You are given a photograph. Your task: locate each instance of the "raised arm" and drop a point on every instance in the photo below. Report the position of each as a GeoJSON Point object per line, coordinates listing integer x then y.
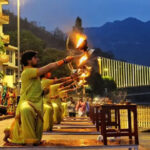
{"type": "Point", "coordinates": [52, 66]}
::::::::
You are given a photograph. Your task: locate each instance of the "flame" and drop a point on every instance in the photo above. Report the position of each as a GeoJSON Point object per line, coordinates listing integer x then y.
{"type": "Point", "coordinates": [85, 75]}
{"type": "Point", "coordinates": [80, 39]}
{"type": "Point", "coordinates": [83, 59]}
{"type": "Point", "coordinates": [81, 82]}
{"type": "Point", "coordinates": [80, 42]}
::::::::
Identify every line in the listing above that contains the word "each", and copy those lines in full. Treat uppercase and lowercase letters as distinct.

Full answer |
You are given a photograph. Your task: locate each instance of the "raised arm" and drop a point on every instance in the photo below. Report the position of each as a GeoJSON Point object per line, coordinates listing integer x then y.
You are given a photograph. Your task: locate each instance of the "flame" and drop a point on every instance in the photo above. Report the position of each as a GeoJSON Point object per line, coordinates listing integer x then y.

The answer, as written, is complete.